* _WHAT YOU NEED TO DO_
Give back the whole listing exactly as written, leaving out each picture.

* _TASK INPUT_
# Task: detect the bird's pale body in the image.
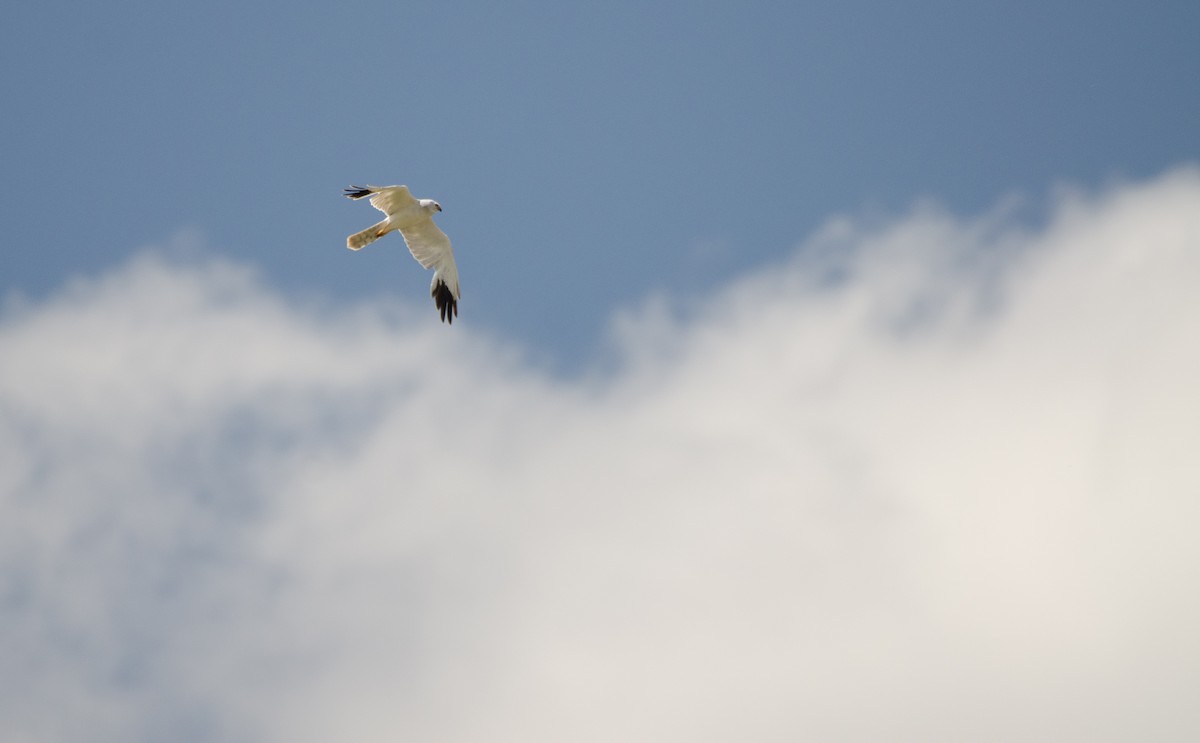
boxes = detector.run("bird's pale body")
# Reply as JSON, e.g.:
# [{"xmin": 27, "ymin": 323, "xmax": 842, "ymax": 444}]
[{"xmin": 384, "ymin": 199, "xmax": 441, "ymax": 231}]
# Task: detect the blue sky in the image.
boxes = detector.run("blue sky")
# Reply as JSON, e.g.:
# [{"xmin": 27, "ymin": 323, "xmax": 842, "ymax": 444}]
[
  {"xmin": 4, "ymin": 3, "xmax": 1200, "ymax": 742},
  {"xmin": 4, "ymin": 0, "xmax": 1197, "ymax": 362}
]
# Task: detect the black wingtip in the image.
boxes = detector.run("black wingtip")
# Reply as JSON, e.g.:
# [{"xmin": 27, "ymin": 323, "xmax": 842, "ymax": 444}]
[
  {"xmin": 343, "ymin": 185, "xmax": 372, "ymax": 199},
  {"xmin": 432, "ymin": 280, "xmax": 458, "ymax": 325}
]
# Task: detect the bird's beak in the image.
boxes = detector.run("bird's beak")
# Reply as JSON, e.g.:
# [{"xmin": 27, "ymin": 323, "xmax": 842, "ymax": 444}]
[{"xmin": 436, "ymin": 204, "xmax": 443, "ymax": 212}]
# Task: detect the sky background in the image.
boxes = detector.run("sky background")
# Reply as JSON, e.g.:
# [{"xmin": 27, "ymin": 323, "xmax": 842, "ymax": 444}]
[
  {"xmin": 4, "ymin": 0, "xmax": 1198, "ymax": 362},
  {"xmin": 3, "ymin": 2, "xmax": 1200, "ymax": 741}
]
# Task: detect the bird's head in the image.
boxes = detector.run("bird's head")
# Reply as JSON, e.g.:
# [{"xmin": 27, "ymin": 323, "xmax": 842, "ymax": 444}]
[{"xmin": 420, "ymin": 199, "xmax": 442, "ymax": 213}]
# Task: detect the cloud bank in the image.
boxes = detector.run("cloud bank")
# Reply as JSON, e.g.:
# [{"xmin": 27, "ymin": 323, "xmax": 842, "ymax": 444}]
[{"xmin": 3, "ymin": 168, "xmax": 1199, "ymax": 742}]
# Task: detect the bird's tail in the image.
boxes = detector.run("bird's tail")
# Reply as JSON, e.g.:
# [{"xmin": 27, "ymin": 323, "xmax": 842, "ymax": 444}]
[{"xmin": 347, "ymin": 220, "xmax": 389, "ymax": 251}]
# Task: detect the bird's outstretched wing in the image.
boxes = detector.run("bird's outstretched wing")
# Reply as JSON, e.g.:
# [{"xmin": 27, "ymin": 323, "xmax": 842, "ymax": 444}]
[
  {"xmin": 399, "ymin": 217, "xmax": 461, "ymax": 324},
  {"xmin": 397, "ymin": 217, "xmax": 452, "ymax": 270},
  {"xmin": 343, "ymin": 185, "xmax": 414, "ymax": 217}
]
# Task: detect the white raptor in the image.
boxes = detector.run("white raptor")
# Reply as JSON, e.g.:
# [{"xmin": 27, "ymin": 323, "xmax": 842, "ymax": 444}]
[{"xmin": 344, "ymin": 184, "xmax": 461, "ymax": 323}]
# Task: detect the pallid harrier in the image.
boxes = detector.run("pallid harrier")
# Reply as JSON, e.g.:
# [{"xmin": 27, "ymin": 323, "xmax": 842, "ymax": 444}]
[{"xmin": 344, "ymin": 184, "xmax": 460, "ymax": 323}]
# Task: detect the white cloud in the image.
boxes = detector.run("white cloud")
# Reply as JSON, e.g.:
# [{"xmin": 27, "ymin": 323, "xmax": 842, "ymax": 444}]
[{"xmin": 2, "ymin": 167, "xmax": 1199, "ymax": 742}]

* _OUTPUT FOR THIS TASK_
# Task: detect the bird's pale body in the image.
boxes = detector.run("bird's pale body")
# Reply as JSON, e.g.:
# [{"xmin": 27, "ymin": 323, "xmax": 842, "ymax": 444}]
[{"xmin": 384, "ymin": 199, "xmax": 441, "ymax": 231}]
# Task: detect the blue sky in the image.
boxes = detector.run("blue sky")
# Reply as JSON, e.g.:
# [{"xmin": 27, "ymin": 323, "xmax": 842, "ymax": 444}]
[
  {"xmin": 4, "ymin": 3, "xmax": 1200, "ymax": 742},
  {"xmin": 4, "ymin": 0, "xmax": 1197, "ymax": 362}
]
# Task: detect the black wingtip in the image.
boxes = detector.run("black wingtip")
# Reply as JSON, e.g.:
# [{"xmin": 27, "ymin": 323, "xmax": 842, "ymax": 444}]
[
  {"xmin": 343, "ymin": 185, "xmax": 372, "ymax": 199},
  {"xmin": 432, "ymin": 280, "xmax": 458, "ymax": 325}
]
# Task: detect the bird's beak in the image.
boxes = detector.run("bird's beak")
# Reply as JSON, e.g.:
# [{"xmin": 27, "ymin": 323, "xmax": 842, "ymax": 444}]
[{"xmin": 436, "ymin": 204, "xmax": 443, "ymax": 212}]
# Task: detect the sky background in the image.
boxes = detector.run("sky background")
# Reply as JSON, e.g.:
# [{"xmin": 27, "ymin": 323, "xmax": 842, "ymax": 444}]
[
  {"xmin": 4, "ymin": 0, "xmax": 1198, "ymax": 362},
  {"xmin": 3, "ymin": 2, "xmax": 1200, "ymax": 741}
]
# Task: detect the bird's head in the image.
boxes = detector.run("bird's head")
# Reply as JSON, e.g.:
# [{"xmin": 27, "ymin": 323, "xmax": 842, "ymax": 444}]
[{"xmin": 420, "ymin": 199, "xmax": 442, "ymax": 213}]
# Task: detect the cloud bank in the image.
boxes = detector.run("cloud bank")
# Reply as JSON, e.g.:
# [{"xmin": 27, "ymin": 323, "xmax": 842, "ymax": 444}]
[{"xmin": 3, "ymin": 168, "xmax": 1199, "ymax": 742}]
# Task: detect the bird's tail in the image.
boxes = detector.run("bird's tail")
# Reply as JSON, e.g.:
# [{"xmin": 27, "ymin": 323, "xmax": 842, "ymax": 444}]
[{"xmin": 347, "ymin": 220, "xmax": 389, "ymax": 251}]
# Task: detect the bird's outstretched wing in the image.
boxes = detector.run("bird's outstretched wing")
# Reply as JSON, e.g.:
# [{"xmin": 27, "ymin": 323, "xmax": 842, "ymax": 444}]
[
  {"xmin": 399, "ymin": 217, "xmax": 461, "ymax": 324},
  {"xmin": 397, "ymin": 217, "xmax": 452, "ymax": 270},
  {"xmin": 343, "ymin": 185, "xmax": 414, "ymax": 217}
]
# Task: detect the white raptor in the image.
boxes = detector.run("white raptor")
# Reply as JSON, e.g.:
# [{"xmin": 27, "ymin": 323, "xmax": 842, "ymax": 444}]
[{"xmin": 344, "ymin": 184, "xmax": 461, "ymax": 323}]
# Task: detect the pallid harrier in the image.
boxes = detector.run("pallid harrier")
# Reply as JSON, e.g.:
# [{"xmin": 27, "ymin": 323, "xmax": 842, "ymax": 444}]
[{"xmin": 344, "ymin": 184, "xmax": 460, "ymax": 323}]
# Task: detect the white cloud in the image.
boxes = detector.run("white cloud")
# Reply as JSON, e.g.:
# [{"xmin": 27, "ymin": 323, "xmax": 842, "ymax": 444}]
[{"xmin": 2, "ymin": 167, "xmax": 1199, "ymax": 742}]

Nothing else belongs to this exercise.